- WHAT NEEDS TO BE DONE:
Please quote the records below word for word, starting at the line that contains "Every instance of the curving" and ending at the line that contains "<point>35,181</point>", with both of those lines included.

- DATA ENTRIES:
◆ ◆ ◆

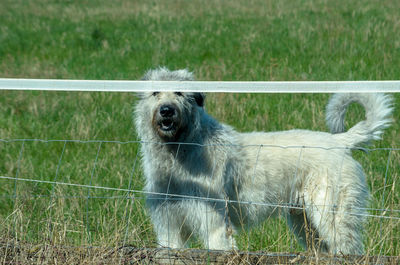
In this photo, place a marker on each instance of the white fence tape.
(201, 86)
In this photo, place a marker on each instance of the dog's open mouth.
(166, 124)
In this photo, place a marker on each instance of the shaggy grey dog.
(308, 177)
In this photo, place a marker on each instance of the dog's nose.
(167, 111)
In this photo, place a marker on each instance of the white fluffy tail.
(378, 110)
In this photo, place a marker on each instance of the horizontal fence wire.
(390, 86)
(135, 192)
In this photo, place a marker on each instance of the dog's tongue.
(166, 124)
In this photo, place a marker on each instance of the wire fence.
(74, 192)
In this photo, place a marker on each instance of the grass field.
(218, 40)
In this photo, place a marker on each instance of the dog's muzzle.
(167, 115)
(167, 121)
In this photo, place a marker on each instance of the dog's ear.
(199, 98)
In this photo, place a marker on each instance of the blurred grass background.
(218, 40)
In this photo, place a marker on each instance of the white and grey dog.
(308, 177)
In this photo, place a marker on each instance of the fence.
(70, 193)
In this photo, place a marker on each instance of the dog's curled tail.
(378, 110)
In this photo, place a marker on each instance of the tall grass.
(218, 40)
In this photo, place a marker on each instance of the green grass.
(218, 40)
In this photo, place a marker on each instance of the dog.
(205, 179)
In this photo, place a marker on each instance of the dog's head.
(168, 114)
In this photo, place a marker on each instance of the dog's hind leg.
(338, 222)
(209, 222)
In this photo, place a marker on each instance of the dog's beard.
(168, 129)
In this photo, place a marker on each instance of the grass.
(218, 40)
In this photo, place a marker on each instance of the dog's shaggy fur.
(187, 154)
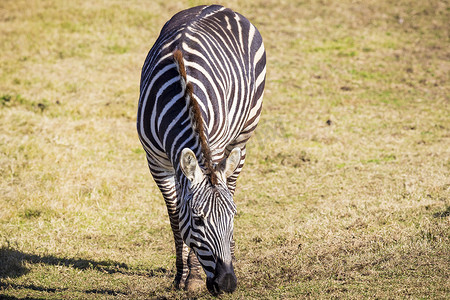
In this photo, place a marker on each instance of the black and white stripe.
(223, 58)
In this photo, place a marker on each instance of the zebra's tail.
(195, 115)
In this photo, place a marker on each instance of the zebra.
(201, 91)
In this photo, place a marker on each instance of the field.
(346, 188)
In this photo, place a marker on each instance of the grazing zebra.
(200, 100)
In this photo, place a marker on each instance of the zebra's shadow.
(13, 264)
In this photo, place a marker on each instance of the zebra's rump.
(224, 60)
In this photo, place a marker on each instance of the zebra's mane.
(195, 115)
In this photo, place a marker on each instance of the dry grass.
(346, 189)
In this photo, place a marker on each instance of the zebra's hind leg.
(194, 281)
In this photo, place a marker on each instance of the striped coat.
(200, 100)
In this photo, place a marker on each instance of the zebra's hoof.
(194, 285)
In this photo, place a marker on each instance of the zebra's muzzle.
(224, 279)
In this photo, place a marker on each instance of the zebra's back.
(224, 58)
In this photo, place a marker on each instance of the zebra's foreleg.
(231, 183)
(166, 183)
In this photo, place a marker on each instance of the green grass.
(345, 192)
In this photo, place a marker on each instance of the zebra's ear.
(232, 162)
(189, 165)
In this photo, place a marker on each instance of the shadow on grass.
(12, 264)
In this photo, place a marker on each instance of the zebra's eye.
(198, 221)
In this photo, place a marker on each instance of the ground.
(345, 192)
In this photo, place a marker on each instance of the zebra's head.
(206, 219)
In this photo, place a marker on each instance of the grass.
(345, 193)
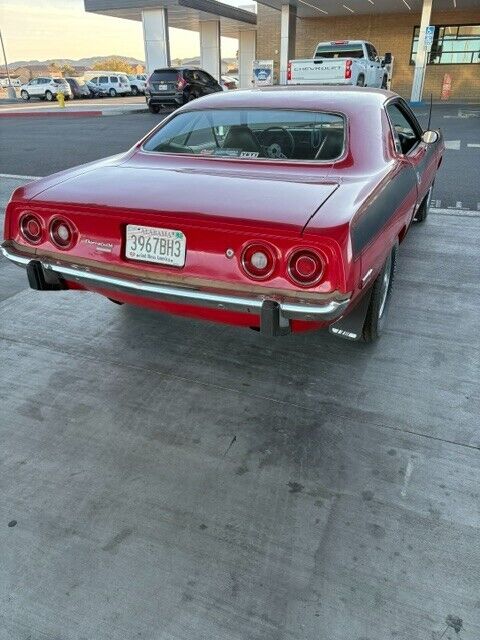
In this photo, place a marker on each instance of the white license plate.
(153, 244)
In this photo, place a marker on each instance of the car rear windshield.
(166, 75)
(340, 51)
(276, 134)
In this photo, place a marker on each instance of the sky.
(44, 29)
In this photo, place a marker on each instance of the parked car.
(14, 82)
(228, 83)
(96, 91)
(175, 86)
(342, 62)
(278, 209)
(138, 83)
(45, 89)
(112, 85)
(79, 88)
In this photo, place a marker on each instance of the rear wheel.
(423, 209)
(380, 299)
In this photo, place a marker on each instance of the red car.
(279, 209)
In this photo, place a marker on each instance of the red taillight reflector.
(31, 228)
(305, 267)
(348, 69)
(258, 261)
(62, 233)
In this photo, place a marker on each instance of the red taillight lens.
(62, 233)
(258, 261)
(348, 69)
(305, 267)
(31, 228)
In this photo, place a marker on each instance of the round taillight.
(31, 228)
(305, 267)
(258, 261)
(62, 233)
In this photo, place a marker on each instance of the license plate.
(153, 244)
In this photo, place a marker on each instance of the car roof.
(332, 98)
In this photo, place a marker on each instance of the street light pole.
(11, 90)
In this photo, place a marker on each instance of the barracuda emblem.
(106, 247)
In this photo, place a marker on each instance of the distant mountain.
(83, 62)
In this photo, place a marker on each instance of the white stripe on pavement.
(452, 144)
(469, 213)
(13, 176)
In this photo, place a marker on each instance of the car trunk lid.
(240, 196)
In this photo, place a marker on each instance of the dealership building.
(280, 31)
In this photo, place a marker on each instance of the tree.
(68, 70)
(113, 64)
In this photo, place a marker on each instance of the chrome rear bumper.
(287, 309)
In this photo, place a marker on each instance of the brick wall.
(388, 32)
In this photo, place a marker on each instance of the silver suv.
(45, 89)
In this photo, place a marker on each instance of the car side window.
(406, 134)
(209, 79)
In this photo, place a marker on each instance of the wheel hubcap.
(385, 285)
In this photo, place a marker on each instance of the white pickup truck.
(342, 62)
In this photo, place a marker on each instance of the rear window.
(340, 51)
(276, 134)
(167, 75)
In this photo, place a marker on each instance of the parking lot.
(167, 479)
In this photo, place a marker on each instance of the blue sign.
(429, 33)
(262, 72)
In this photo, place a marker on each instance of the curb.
(70, 114)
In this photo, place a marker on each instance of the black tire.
(423, 209)
(380, 299)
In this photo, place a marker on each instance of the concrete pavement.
(178, 480)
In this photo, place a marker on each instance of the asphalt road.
(39, 146)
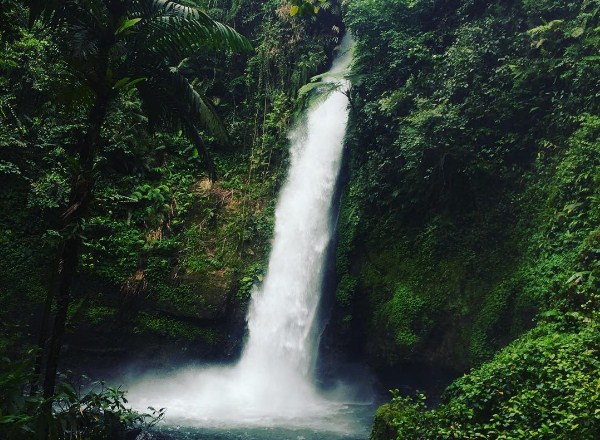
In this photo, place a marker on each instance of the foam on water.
(273, 383)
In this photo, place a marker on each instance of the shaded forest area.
(471, 217)
(469, 231)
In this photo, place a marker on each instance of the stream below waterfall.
(271, 392)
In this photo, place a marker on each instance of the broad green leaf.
(126, 24)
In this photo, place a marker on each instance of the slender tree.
(111, 46)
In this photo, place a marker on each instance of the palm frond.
(170, 27)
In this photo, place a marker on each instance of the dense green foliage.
(168, 255)
(99, 413)
(167, 251)
(472, 205)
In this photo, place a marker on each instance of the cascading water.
(273, 383)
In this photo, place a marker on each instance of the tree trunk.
(79, 201)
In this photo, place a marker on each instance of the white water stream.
(273, 383)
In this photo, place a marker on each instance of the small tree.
(112, 46)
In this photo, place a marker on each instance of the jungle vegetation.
(142, 145)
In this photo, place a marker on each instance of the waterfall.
(274, 379)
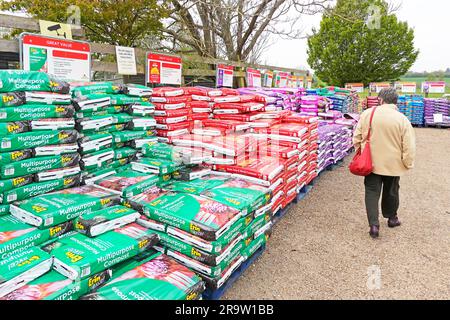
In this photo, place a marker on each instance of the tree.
(120, 22)
(237, 30)
(351, 46)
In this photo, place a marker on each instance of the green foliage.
(346, 50)
(121, 22)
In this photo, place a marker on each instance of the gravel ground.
(322, 250)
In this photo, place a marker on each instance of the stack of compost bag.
(114, 121)
(38, 149)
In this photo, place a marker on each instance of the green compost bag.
(7, 128)
(79, 256)
(35, 165)
(199, 216)
(125, 136)
(98, 88)
(11, 156)
(129, 183)
(155, 278)
(38, 188)
(22, 268)
(156, 166)
(30, 140)
(125, 152)
(29, 112)
(54, 286)
(16, 236)
(4, 209)
(240, 194)
(209, 271)
(99, 222)
(95, 142)
(122, 99)
(62, 206)
(12, 183)
(12, 99)
(20, 80)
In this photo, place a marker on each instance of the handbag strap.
(370, 124)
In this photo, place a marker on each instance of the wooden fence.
(194, 67)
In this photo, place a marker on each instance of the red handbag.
(361, 164)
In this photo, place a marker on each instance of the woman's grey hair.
(389, 95)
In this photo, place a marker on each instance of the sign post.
(68, 60)
(224, 76)
(163, 69)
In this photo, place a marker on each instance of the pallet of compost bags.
(12, 99)
(240, 194)
(20, 80)
(35, 165)
(158, 277)
(38, 188)
(105, 88)
(61, 206)
(129, 183)
(4, 209)
(79, 256)
(156, 166)
(16, 236)
(95, 142)
(29, 140)
(8, 157)
(36, 97)
(99, 222)
(54, 286)
(206, 270)
(22, 268)
(7, 128)
(29, 112)
(199, 216)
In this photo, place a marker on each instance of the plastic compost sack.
(199, 216)
(30, 140)
(16, 236)
(35, 189)
(79, 256)
(129, 183)
(30, 112)
(19, 80)
(99, 222)
(22, 268)
(62, 206)
(55, 286)
(155, 278)
(35, 165)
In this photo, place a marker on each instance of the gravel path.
(322, 250)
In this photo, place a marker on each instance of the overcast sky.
(429, 18)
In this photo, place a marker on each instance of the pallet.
(219, 293)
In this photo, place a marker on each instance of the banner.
(67, 60)
(268, 79)
(254, 78)
(434, 86)
(281, 79)
(358, 87)
(224, 77)
(126, 60)
(163, 69)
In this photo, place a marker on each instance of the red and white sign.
(163, 69)
(434, 86)
(67, 60)
(358, 87)
(254, 78)
(224, 77)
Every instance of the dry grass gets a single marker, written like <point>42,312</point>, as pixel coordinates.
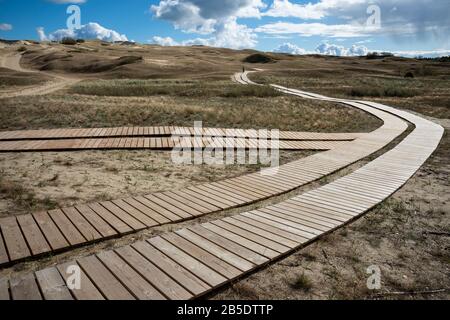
<point>180,88</point>
<point>243,108</point>
<point>10,78</point>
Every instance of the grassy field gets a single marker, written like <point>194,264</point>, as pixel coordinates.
<point>428,95</point>
<point>217,104</point>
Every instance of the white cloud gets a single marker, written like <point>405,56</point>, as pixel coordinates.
<point>215,19</point>
<point>88,31</point>
<point>68,1</point>
<point>285,8</point>
<point>422,53</point>
<point>425,19</point>
<point>324,49</point>
<point>165,41</point>
<point>341,51</point>
<point>5,27</point>
<point>291,49</point>
<point>229,35</point>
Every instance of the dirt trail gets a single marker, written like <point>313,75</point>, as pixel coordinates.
<point>59,82</point>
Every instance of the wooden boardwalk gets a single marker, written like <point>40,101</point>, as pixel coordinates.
<point>193,261</point>
<point>165,138</point>
<point>37,234</point>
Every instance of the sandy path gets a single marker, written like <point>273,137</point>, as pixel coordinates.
<point>59,82</point>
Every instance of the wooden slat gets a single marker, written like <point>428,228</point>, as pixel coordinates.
<point>96,221</point>
<point>33,235</point>
<point>103,279</point>
<point>87,290</point>
<point>84,227</point>
<point>160,280</point>
<point>53,285</point>
<point>25,288</point>
<point>52,234</point>
<point>199,269</point>
<point>4,289</point>
<point>217,264</point>
<point>69,231</point>
<point>3,253</point>
<point>133,281</point>
<point>14,240</point>
<point>181,275</point>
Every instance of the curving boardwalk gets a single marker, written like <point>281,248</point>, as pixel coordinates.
<point>190,262</point>
<point>163,138</point>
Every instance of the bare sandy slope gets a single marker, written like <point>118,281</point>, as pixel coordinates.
<point>12,62</point>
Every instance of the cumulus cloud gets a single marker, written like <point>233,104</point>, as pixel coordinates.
<point>324,49</point>
<point>341,51</point>
<point>291,49</point>
<point>215,21</point>
<point>229,35</point>
<point>67,1</point>
<point>88,31</point>
<point>422,18</point>
<point>5,27</point>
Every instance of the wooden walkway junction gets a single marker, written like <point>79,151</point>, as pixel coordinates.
<point>191,262</point>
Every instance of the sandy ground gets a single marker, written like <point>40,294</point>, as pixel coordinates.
<point>407,237</point>
<point>35,181</point>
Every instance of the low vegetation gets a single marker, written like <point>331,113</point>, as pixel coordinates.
<point>143,88</point>
<point>181,103</point>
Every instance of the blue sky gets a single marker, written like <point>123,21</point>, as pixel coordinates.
<point>342,27</point>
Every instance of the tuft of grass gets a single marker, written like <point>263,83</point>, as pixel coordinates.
<point>146,88</point>
<point>302,282</point>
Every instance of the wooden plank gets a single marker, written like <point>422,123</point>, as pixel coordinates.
<point>235,248</point>
<point>87,290</point>
<point>135,224</point>
<point>85,228</point>
<point>248,233</point>
<point>168,206</point>
<point>33,235</point>
<point>73,236</point>
<point>181,275</point>
<point>217,264</point>
<point>154,207</point>
<point>3,253</point>
<point>4,290</point>
<point>198,205</point>
<point>180,204</point>
<point>120,226</point>
<point>147,211</point>
<point>251,245</point>
<point>52,285</point>
<point>133,281</point>
<point>54,237</point>
<point>202,271</point>
<point>96,221</point>
<point>104,280</point>
<point>262,230</point>
<point>25,288</point>
<point>135,213</point>
<point>14,240</point>
<point>160,280</point>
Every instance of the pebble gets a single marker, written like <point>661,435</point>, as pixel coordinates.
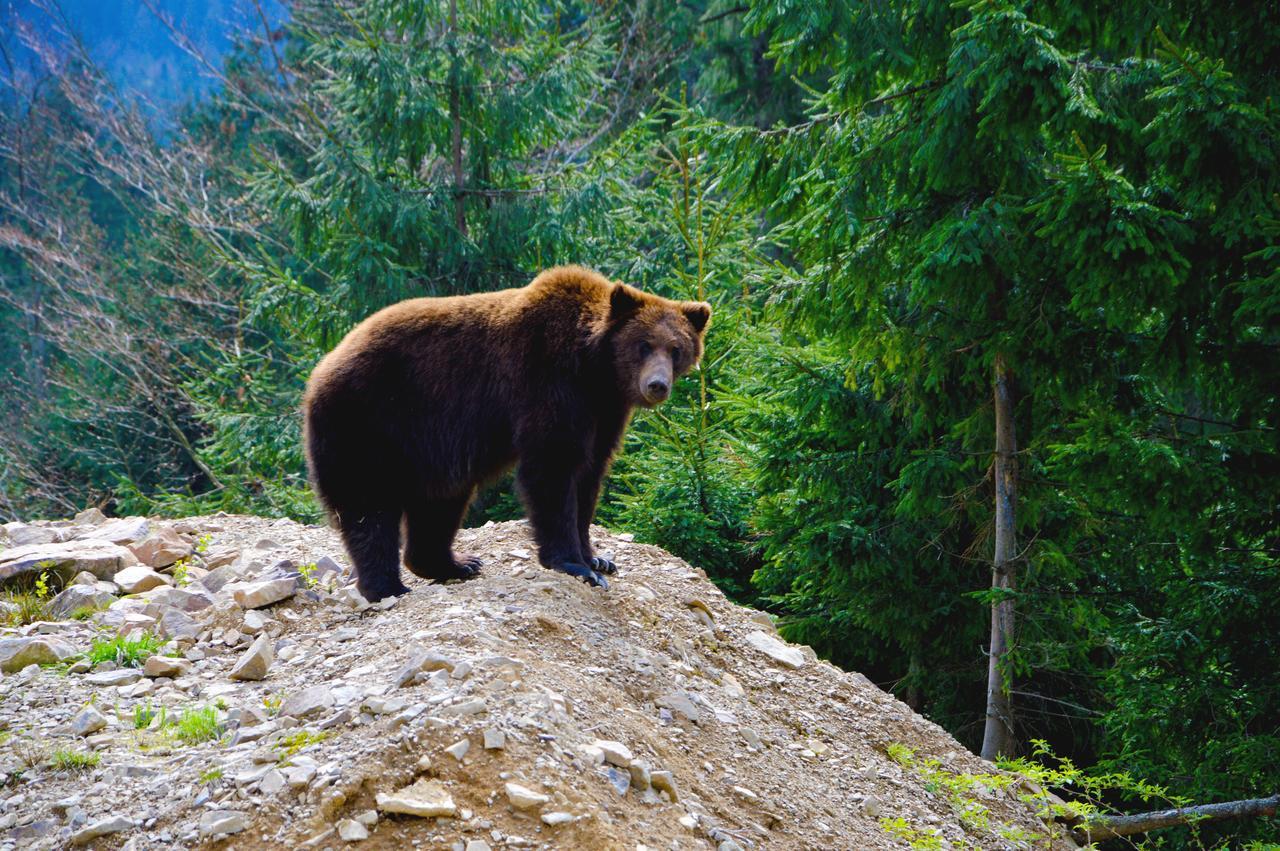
<point>88,721</point>
<point>222,822</point>
<point>524,797</point>
<point>615,753</point>
<point>776,649</point>
<point>165,667</point>
<point>309,701</point>
<point>138,579</point>
<point>424,797</point>
<point>17,654</point>
<point>255,662</point>
<point>97,829</point>
<point>352,831</point>
<point>255,595</point>
<point>458,749</point>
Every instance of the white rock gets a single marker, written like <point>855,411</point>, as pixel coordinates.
<point>80,596</point>
<point>615,753</point>
<point>138,577</point>
<point>424,797</point>
<point>88,721</point>
<point>17,654</point>
<point>256,660</point>
<point>104,559</point>
<point>352,831</point>
<point>219,822</point>
<point>255,622</point>
<point>309,701</point>
<point>272,783</point>
<point>122,530</point>
<point>114,678</point>
<point>169,667</point>
<point>524,797</point>
<point>776,649</point>
<point>161,548</point>
<point>255,595</point>
<point>104,827</point>
<point>90,517</point>
<point>176,623</point>
<point>458,749</point>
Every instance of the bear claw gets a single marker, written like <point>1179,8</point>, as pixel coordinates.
<point>583,572</point>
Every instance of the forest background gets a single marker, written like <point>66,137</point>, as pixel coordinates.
<point>988,408</point>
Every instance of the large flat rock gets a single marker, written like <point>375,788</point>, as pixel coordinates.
<point>101,558</point>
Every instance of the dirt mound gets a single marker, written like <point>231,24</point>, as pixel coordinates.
<point>528,708</point>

◆ ◆ ◆

- RESPONSE TO THE EXERCISE:
Every instance of the curving boardwalk gets a single marker, written like <point>281,248</point>, as pixel coordinates.
<point>190,262</point>
<point>163,138</point>
Every instance of the bare sandy slope gets a single marker, written like <point>118,281</point>, as pixel coordinates.
<point>12,62</point>
Every instance of the cumulus cloud gets a single marker, written like <point>233,104</point>, as pixel coordinates.
<point>324,49</point>
<point>341,51</point>
<point>291,49</point>
<point>215,21</point>
<point>229,35</point>
<point>67,1</point>
<point>88,31</point>
<point>422,18</point>
<point>5,27</point>
Every instance of the wooden walkway junction gets a single marker, written like <point>79,151</point>, as pixel coordinates.
<point>191,262</point>
Every instance of the sandy ground gets a single marker, written like <point>40,294</point>, as pixel coordinates.
<point>407,237</point>
<point>35,181</point>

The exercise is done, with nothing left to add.